* START Records *
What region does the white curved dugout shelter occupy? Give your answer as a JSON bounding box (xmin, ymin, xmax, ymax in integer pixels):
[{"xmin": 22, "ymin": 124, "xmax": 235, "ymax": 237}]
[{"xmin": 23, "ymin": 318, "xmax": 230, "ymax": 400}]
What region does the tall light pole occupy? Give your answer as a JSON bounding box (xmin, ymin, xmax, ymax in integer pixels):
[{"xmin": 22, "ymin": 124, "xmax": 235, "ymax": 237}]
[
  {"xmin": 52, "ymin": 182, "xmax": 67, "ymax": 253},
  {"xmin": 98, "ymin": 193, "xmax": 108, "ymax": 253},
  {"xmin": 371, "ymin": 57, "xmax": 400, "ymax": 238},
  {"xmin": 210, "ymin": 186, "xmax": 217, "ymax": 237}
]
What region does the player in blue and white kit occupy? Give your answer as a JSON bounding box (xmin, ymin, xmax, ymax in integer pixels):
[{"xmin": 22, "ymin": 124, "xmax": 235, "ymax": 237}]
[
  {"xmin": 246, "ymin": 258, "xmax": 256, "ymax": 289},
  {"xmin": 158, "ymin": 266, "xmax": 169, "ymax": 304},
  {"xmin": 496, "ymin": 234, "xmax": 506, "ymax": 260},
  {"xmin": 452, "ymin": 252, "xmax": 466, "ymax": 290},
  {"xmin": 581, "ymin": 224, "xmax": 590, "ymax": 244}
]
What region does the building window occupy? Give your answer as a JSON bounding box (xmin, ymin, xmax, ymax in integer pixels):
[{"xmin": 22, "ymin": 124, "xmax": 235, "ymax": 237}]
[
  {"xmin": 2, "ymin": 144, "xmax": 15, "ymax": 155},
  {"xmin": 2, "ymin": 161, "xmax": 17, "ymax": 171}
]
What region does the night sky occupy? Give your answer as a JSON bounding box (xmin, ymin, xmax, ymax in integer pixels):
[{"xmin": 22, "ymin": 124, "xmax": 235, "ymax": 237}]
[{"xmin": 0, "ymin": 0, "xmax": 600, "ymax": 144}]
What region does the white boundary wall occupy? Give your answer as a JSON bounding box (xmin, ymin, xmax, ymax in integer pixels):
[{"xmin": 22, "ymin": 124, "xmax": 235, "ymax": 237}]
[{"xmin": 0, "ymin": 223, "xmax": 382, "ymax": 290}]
* END Records *
*Task description*: Please put every line of the entries above into a JSON list of strings, one string per line, and leave out any blank lines.

*Complete response*:
[
  "What region does the white curved dugout shelter occupy? Give your answer as a JSON bounding box (xmin, ymin, xmax, ymax in integer pixels):",
  "[{\"xmin\": 22, \"ymin\": 124, \"xmax\": 235, \"ymax\": 237}]",
  "[{\"xmin\": 23, \"ymin\": 318, \"xmax\": 230, \"ymax\": 400}]",
  "What region does the tall light pole occupy? Give your answer as a JSON bounding box (xmin, ymin, xmax, ymax in integer pixels):",
  "[{\"xmin\": 22, \"ymin\": 124, \"xmax\": 235, \"ymax\": 237}]",
  "[",
  "  {\"xmin\": 52, \"ymin\": 182, \"xmax\": 67, \"ymax\": 253},",
  "  {\"xmin\": 98, \"ymin\": 193, \"xmax\": 108, \"ymax\": 253},",
  "  {\"xmin\": 371, \"ymin\": 57, \"xmax\": 400, \"ymax\": 238},",
  "  {\"xmin\": 210, \"ymin\": 186, \"xmax\": 217, \"ymax\": 237}",
  "]",
  "What region does the player in blue and white kit occupy? Give your answer as a JSON bounding box (xmin, ymin, xmax, ymax in integer pixels):",
  "[{\"xmin\": 22, \"ymin\": 124, \"xmax\": 235, \"ymax\": 237}]",
  "[",
  "  {\"xmin\": 246, \"ymin\": 258, \"xmax\": 256, \"ymax\": 289},",
  "  {\"xmin\": 158, \"ymin\": 266, \"xmax\": 169, \"ymax\": 304},",
  "  {\"xmin\": 496, \"ymin\": 234, \"xmax\": 506, \"ymax\": 260},",
  "  {\"xmin\": 452, \"ymin\": 252, \"xmax\": 466, \"ymax\": 290},",
  "  {\"xmin\": 581, \"ymin\": 224, \"xmax\": 590, \"ymax\": 244}",
  "]",
  "What region does the building window occupy? Give your answer as a JSON bounding box (xmin, ymin, xmax, ymax in integer pixels):",
  "[{\"xmin\": 22, \"ymin\": 124, \"xmax\": 235, \"ymax\": 237}]",
  "[",
  "  {\"xmin\": 2, \"ymin\": 144, \"xmax\": 15, \"ymax\": 155},",
  "  {\"xmin\": 2, \"ymin\": 161, \"xmax\": 17, \"ymax\": 171}",
  "]",
  "What region does the night sky occupy? Give your answer as a JSON bounding box (xmin, ymin, xmax, ymax in integer pixels):",
  "[{\"xmin\": 22, \"ymin\": 124, \"xmax\": 235, \"ymax\": 237}]",
  "[{\"xmin\": 0, \"ymin\": 0, \"xmax\": 600, \"ymax\": 144}]",
  "What region does the white boundary wall occupy? Give your answer as a JSON bounding box (xmin, ymin, xmax, ymax in integer pixels):",
  "[{\"xmin\": 22, \"ymin\": 124, \"xmax\": 235, \"ymax\": 237}]",
  "[{\"xmin\": 0, \"ymin\": 223, \"xmax\": 382, \"ymax\": 290}]"
]